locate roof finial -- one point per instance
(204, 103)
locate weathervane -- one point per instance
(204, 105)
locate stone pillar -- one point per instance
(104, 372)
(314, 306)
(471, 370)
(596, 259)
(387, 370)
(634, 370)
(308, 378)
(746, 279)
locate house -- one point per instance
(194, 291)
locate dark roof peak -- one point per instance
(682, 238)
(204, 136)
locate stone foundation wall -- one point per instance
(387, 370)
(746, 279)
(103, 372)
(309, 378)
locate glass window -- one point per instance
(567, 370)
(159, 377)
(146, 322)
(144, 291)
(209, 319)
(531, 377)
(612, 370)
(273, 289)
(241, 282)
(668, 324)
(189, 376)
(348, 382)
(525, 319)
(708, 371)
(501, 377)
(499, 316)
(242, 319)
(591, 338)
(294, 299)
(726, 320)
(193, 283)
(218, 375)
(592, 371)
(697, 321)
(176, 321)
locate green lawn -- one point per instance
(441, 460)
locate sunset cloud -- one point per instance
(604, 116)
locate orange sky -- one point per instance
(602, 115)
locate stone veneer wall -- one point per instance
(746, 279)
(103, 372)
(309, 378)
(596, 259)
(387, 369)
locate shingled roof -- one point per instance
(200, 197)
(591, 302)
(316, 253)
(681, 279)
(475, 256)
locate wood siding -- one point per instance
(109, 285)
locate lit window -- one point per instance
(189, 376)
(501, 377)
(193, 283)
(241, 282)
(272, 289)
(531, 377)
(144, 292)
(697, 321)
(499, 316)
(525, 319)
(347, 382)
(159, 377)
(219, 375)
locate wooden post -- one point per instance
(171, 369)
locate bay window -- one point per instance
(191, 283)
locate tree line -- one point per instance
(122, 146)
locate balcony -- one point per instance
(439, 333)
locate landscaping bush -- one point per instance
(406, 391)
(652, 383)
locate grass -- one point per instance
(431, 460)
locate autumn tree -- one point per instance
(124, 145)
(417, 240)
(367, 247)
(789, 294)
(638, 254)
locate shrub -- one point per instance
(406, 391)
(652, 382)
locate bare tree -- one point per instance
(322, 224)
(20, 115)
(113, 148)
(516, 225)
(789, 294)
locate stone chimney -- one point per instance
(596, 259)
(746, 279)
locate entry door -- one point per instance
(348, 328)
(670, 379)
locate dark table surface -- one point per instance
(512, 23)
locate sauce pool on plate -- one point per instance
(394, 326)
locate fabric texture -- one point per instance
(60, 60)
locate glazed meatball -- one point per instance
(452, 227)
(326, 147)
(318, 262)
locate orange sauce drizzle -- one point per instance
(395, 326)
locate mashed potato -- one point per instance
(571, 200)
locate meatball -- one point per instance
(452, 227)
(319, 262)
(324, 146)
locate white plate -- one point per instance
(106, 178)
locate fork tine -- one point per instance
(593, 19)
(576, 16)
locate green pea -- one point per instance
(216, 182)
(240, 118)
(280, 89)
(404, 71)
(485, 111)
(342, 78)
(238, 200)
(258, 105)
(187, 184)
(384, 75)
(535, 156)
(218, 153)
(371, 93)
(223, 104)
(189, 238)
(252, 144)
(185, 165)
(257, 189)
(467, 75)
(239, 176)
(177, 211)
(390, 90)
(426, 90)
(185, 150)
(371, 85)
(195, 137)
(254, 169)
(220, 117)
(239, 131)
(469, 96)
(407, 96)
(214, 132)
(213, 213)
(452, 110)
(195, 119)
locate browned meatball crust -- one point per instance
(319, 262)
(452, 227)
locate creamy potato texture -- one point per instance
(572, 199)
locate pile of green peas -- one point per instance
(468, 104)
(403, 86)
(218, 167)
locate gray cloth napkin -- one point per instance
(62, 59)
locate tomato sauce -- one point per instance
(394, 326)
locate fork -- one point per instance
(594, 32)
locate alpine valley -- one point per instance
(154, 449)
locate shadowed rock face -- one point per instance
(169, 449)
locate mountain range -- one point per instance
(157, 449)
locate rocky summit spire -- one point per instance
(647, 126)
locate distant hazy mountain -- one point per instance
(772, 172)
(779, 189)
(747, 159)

## PROBLEM DETAILS
Can you copy out the items word for word, starting at the line with "locate creamy potato" and running through the final line of the items, both included?

## RESPONSE FOR THIS EXERCISE
locate creamy potato texture -- one point per instance
(572, 199)
locate pile of green peas -- one point per instance
(468, 104)
(403, 86)
(218, 167)
locate gray cloth napkin -- one point per instance
(62, 59)
locate tomato sauce -- one point per instance
(394, 326)
locate fork -- one point per instance
(594, 32)
locate alpine valley -- one point per instance
(154, 449)
locate shadowed rock face -- one point per instance
(169, 449)
locate mountain range -- one point per instance
(157, 449)
locate rocky summit spire -- one point per instance
(647, 126)
locate distant hazy mountain -- one point per instance
(772, 172)
(779, 189)
(747, 159)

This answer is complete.